### Exercise instructions
Copy every item below verbatim, leaving out the pictures.

━━━━━ Supplied material ━━━━━

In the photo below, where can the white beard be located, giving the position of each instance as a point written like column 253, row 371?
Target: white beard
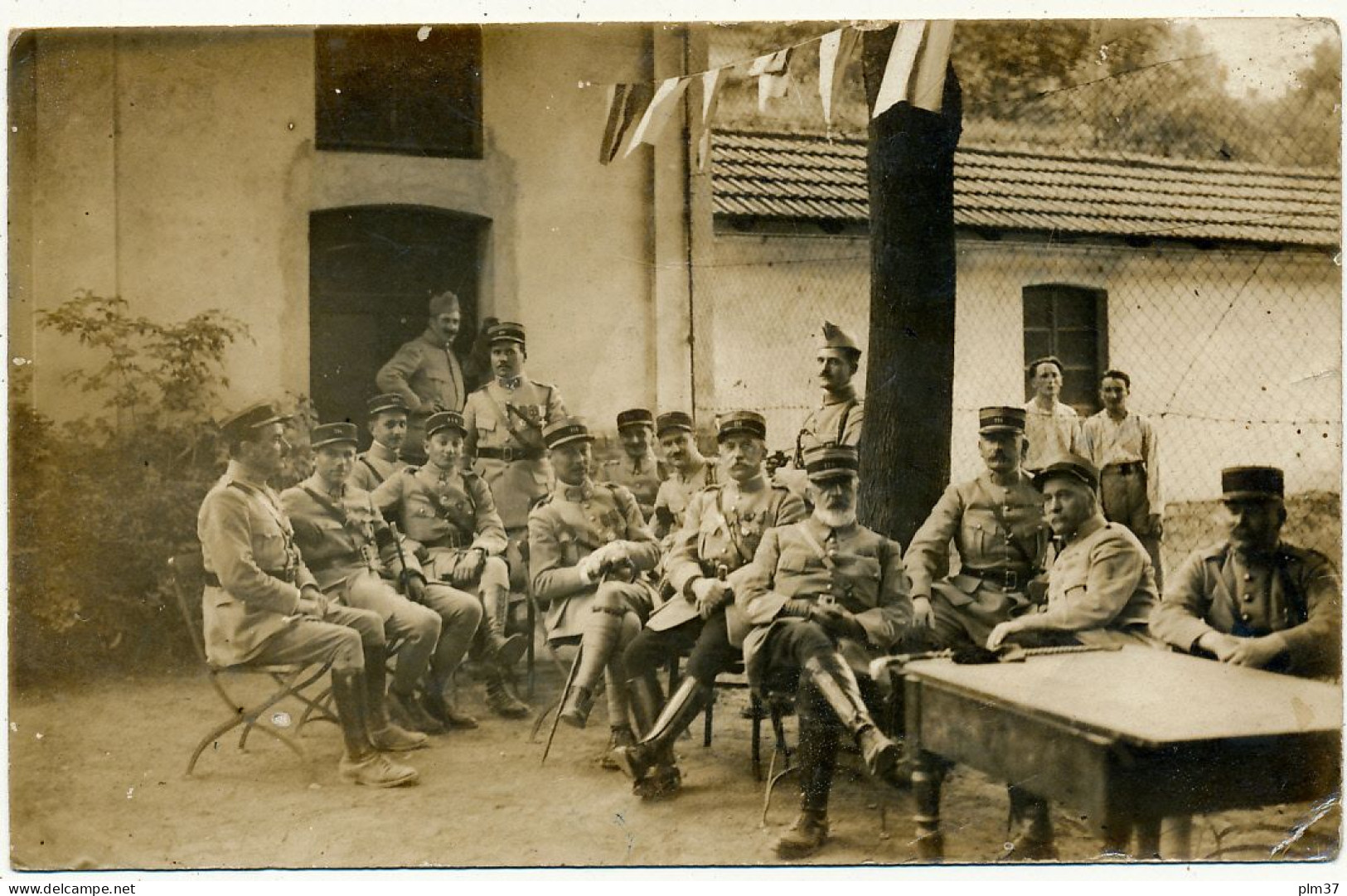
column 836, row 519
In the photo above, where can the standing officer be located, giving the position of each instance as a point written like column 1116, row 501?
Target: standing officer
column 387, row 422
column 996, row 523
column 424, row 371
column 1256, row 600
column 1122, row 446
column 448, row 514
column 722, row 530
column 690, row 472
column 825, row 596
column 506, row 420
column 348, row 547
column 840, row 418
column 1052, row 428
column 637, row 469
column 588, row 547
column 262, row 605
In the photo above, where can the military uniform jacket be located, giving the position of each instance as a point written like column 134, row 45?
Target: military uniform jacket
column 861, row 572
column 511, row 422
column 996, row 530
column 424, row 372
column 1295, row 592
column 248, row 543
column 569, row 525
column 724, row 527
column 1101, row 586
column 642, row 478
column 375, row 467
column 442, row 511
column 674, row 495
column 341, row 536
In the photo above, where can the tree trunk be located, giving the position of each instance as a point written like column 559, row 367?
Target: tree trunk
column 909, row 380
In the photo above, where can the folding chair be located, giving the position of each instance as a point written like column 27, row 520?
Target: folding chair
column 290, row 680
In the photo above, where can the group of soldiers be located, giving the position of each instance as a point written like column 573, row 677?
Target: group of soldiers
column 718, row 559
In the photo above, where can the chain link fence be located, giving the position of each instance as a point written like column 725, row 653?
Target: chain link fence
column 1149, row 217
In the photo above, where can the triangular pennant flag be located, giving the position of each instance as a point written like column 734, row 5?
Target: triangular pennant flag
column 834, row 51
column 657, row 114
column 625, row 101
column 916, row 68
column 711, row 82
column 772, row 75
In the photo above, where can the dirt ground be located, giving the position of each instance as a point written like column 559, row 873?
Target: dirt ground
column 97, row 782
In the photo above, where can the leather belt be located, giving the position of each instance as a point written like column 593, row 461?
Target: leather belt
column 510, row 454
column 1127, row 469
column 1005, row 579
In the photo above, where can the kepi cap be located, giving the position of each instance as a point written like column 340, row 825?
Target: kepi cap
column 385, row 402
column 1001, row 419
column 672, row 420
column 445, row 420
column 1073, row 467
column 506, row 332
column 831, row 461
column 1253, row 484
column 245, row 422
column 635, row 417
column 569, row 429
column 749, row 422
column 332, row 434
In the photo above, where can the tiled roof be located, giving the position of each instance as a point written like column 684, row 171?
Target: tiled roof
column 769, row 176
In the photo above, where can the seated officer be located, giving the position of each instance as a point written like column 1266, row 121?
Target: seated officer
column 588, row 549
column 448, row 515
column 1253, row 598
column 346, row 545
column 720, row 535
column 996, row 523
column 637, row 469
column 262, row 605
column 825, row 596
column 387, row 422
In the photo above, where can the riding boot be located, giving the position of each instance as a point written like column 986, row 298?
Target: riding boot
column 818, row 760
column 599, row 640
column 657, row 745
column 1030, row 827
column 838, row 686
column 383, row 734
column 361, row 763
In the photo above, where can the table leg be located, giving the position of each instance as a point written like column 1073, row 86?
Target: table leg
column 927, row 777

━━━━━

### Complete output
In the photo below, where can the white beard be located, giving the position of each instance as a point written like column 253, row 371?
Target: white beard
column 836, row 519
In the photo above, where can the standing officer be located, giving the position of each instance as a point written like column 1116, row 501?
Target: standing officer
column 387, row 422
column 996, row 523
column 424, row 371
column 1256, row 600
column 1122, row 446
column 448, row 514
column 722, row 530
column 690, row 472
column 825, row 596
column 506, row 420
column 348, row 547
column 840, row 418
column 1052, row 428
column 637, row 469
column 588, row 547
column 262, row 605
In the photo above, where can the military uniform jacket be located, giving the position of each instance as a point written like column 134, row 45?
Target: military uniform jacket
column 861, row 572
column 511, row 422
column 996, row 530
column 424, row 372
column 1295, row 592
column 248, row 543
column 569, row 525
column 724, row 527
column 1101, row 586
column 642, row 478
column 375, row 467
column 442, row 511
column 674, row 495
column 341, row 536
In the photo above, where can the tree trunk be located, giving the position of each instance as a point written like column 559, row 367?
Target: tree trunk
column 909, row 380
In the photo above, where can the folding chair be located, giving the position of each instance as a point written like column 27, row 520?
Target: folding chair
column 290, row 680
In the photo above, where can the group of soldiers be located, giving the position of each instance as a point written like column 573, row 677?
Target: group of soldiers
column 718, row 559
In the photo above, where can the chain link fence be located, giving the position of each instance as a point written like column 725, row 653?
Target: chain link fence
column 1149, row 217
In the photo above, where can the triangular pennant flag be located, giving the position of each instance as a point written like column 734, row 5?
Target: triangular pennant flag
column 834, row 51
column 657, row 114
column 625, row 101
column 916, row 68
column 711, row 82
column 772, row 75
In the photo above, where can the dirt ground be located, giving the position of each instance as a point written like column 559, row 873?
Target: dirt ground
column 97, row 782
In the photo above, where can the leather belt be located, giving the position of each instance as a point written like column 593, row 461?
Target: leather belt
column 510, row 454
column 1127, row 469
column 1005, row 579
In the photo above, where can the kepi cap be located, giving the position of each instance as a point written like column 340, row 825?
Target: kepi cap
column 385, row 402
column 1001, row 419
column 672, row 420
column 445, row 420
column 1073, row 467
column 506, row 332
column 831, row 461
column 1253, row 484
column 245, row 422
column 635, row 417
column 569, row 429
column 749, row 422
column 332, row 434
In the photo above, where can the tiled roof be located, giving the position of each instance as a point written like column 684, row 171?
Target: tiled roof
column 769, row 176
In the photo above, where can the seated officer be located, giving the position of each instance as a point written like column 1266, row 121?
Target: seated officer
column 588, row 549
column 448, row 515
column 1253, row 598
column 346, row 545
column 720, row 535
column 996, row 523
column 637, row 469
column 262, row 605
column 825, row 596
column 387, row 422
In the photo above, where can the riding boot be located, giving the position of each instance as a point written like column 986, row 298?
Target: riding boot
column 818, row 760
column 599, row 640
column 657, row 745
column 1030, row 827
column 838, row 686
column 383, row 734
column 361, row 763
In the photo above, where can the table leg be located, giving the position of each instance as a point written like column 1073, row 86?
Target: table leg
column 927, row 777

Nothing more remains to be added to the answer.